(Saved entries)
>>>>

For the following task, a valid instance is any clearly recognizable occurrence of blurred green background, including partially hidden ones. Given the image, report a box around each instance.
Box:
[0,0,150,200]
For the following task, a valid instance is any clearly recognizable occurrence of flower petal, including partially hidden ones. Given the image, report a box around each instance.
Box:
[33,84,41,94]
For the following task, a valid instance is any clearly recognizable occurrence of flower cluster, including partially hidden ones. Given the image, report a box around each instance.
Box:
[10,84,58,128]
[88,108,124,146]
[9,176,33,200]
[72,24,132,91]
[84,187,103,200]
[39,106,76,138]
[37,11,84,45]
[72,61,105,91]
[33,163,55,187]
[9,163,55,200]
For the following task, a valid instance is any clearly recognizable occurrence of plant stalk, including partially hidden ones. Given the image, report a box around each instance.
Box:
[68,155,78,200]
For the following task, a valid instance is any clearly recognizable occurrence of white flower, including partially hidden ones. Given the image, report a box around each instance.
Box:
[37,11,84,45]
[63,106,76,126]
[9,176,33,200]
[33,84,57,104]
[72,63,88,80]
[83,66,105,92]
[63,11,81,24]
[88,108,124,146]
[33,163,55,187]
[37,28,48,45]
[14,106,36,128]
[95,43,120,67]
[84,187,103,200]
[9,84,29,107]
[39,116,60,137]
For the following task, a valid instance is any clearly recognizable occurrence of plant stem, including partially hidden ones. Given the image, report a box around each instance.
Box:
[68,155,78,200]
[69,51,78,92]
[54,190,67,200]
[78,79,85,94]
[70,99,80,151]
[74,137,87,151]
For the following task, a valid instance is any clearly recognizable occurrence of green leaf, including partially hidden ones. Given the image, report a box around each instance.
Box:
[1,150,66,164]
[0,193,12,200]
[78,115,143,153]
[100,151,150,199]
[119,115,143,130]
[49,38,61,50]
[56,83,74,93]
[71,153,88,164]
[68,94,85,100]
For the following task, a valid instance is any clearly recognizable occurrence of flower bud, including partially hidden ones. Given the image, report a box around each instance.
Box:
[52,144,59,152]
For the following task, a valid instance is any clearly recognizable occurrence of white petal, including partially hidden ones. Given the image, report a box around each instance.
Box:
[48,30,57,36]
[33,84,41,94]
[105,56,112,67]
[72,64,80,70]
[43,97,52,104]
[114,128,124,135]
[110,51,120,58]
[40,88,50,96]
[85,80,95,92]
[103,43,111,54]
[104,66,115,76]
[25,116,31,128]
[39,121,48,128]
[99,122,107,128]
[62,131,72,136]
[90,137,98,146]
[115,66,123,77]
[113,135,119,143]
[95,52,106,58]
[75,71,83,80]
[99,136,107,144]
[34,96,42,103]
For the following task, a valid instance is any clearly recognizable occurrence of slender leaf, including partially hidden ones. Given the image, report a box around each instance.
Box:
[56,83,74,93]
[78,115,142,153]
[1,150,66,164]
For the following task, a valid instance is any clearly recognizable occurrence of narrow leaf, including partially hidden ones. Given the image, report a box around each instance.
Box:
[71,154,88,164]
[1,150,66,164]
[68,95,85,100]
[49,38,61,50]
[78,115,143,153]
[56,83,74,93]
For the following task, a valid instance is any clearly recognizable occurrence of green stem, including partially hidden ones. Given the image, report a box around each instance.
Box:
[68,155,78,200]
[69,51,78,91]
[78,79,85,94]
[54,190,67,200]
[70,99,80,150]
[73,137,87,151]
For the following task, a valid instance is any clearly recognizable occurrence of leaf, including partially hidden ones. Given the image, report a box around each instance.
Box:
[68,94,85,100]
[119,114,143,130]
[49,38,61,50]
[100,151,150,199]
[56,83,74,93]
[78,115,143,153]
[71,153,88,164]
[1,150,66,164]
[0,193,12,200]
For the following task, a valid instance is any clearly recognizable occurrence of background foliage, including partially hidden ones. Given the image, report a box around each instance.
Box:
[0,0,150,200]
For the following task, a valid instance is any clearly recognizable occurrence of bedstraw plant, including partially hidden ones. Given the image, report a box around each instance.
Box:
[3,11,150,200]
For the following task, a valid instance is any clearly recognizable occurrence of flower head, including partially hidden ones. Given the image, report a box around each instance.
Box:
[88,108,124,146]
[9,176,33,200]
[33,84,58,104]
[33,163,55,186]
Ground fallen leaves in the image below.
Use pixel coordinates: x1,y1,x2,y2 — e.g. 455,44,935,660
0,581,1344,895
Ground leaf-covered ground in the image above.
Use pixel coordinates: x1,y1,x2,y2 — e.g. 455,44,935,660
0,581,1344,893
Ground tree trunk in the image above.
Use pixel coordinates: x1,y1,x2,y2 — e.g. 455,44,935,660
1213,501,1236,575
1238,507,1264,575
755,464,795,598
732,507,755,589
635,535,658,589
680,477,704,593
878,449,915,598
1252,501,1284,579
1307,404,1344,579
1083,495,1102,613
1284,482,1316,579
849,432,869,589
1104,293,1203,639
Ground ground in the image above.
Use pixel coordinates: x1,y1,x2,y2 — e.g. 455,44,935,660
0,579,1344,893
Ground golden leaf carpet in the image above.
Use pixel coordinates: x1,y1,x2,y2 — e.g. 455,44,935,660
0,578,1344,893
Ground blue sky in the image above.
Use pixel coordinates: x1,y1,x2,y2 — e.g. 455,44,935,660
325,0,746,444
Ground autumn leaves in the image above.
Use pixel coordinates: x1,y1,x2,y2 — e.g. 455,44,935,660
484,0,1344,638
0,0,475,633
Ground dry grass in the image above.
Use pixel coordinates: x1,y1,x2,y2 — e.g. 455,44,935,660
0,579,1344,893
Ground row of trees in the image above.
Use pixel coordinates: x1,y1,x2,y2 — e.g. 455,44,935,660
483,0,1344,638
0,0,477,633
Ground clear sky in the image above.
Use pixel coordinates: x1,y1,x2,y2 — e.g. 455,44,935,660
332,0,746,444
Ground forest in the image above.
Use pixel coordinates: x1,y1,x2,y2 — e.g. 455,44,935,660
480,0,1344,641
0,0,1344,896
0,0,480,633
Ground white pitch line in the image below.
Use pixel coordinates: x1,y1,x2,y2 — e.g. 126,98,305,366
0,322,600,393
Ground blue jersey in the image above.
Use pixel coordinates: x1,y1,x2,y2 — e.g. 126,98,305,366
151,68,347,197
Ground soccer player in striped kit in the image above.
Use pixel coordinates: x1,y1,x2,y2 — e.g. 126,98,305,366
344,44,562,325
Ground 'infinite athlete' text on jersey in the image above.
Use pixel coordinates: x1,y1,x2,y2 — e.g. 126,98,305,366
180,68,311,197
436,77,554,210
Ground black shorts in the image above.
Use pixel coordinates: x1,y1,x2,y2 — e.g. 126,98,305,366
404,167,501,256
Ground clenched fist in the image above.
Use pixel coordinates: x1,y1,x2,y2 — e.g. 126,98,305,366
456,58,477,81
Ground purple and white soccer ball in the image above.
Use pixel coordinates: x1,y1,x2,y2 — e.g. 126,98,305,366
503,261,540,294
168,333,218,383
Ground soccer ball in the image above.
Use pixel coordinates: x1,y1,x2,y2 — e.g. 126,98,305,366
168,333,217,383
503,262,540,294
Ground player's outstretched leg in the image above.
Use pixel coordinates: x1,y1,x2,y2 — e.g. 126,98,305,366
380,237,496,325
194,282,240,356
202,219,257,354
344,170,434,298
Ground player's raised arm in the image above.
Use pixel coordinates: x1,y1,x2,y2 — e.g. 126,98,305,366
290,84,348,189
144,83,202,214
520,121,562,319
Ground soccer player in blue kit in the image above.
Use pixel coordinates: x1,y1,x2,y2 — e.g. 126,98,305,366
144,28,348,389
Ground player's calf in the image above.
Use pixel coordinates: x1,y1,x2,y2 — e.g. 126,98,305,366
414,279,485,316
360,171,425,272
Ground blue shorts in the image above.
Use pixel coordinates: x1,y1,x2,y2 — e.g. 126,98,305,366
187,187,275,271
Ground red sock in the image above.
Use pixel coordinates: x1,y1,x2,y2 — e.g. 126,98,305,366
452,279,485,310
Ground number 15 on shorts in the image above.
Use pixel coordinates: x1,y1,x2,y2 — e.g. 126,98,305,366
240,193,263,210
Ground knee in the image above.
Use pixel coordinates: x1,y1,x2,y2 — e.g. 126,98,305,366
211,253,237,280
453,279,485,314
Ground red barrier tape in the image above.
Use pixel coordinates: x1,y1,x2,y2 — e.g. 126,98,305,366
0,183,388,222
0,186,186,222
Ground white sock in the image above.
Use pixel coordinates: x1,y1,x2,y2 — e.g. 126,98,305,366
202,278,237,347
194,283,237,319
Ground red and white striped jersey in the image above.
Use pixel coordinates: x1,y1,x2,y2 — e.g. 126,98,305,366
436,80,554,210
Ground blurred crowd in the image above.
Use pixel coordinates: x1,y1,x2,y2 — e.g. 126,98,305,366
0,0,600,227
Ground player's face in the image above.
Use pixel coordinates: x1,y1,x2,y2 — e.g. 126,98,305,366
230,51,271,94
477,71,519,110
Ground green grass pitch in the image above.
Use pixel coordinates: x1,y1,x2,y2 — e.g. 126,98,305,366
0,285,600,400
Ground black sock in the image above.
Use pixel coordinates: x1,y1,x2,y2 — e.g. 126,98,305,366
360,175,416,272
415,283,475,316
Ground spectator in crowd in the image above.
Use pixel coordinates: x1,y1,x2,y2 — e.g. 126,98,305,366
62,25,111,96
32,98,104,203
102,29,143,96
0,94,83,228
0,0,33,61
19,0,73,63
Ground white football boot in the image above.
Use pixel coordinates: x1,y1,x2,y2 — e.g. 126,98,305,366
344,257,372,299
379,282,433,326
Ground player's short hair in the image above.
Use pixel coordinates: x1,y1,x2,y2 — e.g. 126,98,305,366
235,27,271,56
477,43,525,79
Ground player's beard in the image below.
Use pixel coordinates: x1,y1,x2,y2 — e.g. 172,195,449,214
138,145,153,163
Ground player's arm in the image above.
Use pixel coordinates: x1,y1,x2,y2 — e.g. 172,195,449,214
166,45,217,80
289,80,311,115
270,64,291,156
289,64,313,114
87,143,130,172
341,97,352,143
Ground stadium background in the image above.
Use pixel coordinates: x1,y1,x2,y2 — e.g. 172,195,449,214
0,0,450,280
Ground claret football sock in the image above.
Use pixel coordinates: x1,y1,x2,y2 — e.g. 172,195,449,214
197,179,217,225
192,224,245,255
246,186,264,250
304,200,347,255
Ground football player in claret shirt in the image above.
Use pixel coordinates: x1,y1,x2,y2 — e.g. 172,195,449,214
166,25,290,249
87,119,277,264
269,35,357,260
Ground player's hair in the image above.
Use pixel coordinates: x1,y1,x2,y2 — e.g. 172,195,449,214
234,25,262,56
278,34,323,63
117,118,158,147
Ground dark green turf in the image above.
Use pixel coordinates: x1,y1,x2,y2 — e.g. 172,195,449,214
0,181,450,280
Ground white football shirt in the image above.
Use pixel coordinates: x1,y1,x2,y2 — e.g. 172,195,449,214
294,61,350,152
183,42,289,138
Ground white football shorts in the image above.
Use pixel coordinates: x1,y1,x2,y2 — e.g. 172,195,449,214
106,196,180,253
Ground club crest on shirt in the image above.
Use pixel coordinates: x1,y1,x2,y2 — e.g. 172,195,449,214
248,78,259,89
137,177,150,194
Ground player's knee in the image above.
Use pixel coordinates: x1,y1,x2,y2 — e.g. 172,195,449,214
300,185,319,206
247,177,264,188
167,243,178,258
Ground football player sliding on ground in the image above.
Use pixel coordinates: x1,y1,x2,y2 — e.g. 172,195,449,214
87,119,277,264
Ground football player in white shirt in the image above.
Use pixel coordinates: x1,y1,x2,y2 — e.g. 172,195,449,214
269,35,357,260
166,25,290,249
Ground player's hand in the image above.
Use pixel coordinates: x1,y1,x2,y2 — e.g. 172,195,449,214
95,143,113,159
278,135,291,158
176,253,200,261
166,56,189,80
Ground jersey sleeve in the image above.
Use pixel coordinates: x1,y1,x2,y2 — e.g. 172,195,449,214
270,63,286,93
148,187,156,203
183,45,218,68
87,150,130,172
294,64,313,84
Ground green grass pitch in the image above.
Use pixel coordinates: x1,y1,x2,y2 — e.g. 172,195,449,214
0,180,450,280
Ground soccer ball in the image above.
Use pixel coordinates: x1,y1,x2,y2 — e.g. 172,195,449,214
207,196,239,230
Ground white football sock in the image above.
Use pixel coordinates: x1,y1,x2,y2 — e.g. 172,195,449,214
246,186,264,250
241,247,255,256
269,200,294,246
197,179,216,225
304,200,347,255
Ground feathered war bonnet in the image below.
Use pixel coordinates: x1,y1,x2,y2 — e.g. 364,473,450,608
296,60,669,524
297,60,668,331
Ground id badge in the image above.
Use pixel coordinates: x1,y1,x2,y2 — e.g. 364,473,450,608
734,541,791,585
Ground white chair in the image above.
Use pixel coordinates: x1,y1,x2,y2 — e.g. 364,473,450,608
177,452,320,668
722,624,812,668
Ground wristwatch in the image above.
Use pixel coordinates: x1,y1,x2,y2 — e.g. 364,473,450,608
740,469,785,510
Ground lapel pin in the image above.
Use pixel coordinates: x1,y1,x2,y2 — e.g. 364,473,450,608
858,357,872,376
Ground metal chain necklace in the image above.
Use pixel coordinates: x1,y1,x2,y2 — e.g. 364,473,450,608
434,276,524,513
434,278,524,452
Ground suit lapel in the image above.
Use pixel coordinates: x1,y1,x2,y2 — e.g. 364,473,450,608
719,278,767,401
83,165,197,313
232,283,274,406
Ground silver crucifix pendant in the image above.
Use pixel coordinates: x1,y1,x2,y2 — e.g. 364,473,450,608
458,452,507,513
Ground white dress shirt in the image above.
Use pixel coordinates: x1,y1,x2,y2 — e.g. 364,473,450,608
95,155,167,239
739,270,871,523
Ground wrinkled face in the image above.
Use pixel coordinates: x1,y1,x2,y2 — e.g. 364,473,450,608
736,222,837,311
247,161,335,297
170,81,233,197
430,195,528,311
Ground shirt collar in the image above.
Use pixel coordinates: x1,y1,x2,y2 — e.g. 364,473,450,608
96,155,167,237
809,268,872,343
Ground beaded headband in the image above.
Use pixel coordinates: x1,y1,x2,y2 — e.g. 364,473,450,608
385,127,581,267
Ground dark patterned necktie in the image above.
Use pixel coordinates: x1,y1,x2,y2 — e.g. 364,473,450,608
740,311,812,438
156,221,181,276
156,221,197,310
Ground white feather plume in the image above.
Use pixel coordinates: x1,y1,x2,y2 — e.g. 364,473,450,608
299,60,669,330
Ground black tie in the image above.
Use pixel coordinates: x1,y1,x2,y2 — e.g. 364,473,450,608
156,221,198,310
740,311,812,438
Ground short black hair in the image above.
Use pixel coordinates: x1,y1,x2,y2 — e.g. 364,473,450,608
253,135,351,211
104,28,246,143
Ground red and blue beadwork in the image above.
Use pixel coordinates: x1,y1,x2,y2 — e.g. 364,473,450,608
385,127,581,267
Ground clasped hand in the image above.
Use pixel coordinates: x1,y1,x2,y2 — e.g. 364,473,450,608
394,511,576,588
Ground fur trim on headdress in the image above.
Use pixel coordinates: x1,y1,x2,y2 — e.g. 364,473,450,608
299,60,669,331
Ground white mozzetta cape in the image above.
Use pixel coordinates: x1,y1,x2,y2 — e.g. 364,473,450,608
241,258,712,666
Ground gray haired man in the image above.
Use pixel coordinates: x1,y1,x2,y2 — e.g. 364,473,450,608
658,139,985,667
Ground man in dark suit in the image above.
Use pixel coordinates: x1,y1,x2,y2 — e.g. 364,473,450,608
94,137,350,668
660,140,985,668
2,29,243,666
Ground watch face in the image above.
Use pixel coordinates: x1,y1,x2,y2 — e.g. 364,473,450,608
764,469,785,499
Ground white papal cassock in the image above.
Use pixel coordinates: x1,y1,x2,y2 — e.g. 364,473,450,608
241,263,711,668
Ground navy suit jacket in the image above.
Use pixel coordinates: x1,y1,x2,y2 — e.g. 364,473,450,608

<<<<

● TASK GOAL: Rewrite the lines from the line with "Ground player's beard in the image below." to the line with "106,196,180,253", putting "soccer" wherever "football" appears and changing nothing else.

● ANSWER TO THIS PROBLEM:
Ground player's beard in the image below.
Use pixel coordinates: x1,y1,x2,y2 — e.g. 172,195,449,214
138,145,153,163
Ground player's arm in the image above.
Use pixel coordinates: x1,y1,x2,y2 — e.g. 172,195,449,214
166,45,217,80
289,80,311,115
270,64,291,156
289,64,313,114
87,143,130,172
341,97,352,143
Ground stadium background in the image above.
Use pixel coordinates: x1,y1,x2,y2 — e.g. 172,195,449,214
0,0,450,280
Ground claret soccer sock in the image above.
Use pixel coordinates: x1,y1,x2,y2 — e.g. 172,195,449,214
197,179,217,225
192,224,245,255
246,186,264,250
304,200,347,255
Ground soccer player in claret shirt in the image above.
Use pixel coordinates: x1,y1,x2,y2 — e.g. 172,195,449,214
166,25,290,249
87,119,277,264
269,35,357,260
Ground player's hair in the image above.
Use pixel coordinates: x1,y1,x2,y2 — e.g. 172,195,449,214
234,25,262,56
278,34,323,63
117,118,158,147
Ground dark green turf in the image above.
Use pixel coordinates: x1,y1,x2,y2 — e.g. 172,195,449,214
0,181,450,280
Ground white soccer shirt in the image above.
Use pixel coordinates: x1,y1,x2,y2 — e.g. 172,195,449,214
294,61,350,152
183,42,289,138
Ground white soccer shorts in the image above.
Use pixel coordinates: x1,y1,x2,y2 — e.g. 172,195,449,214
106,196,180,253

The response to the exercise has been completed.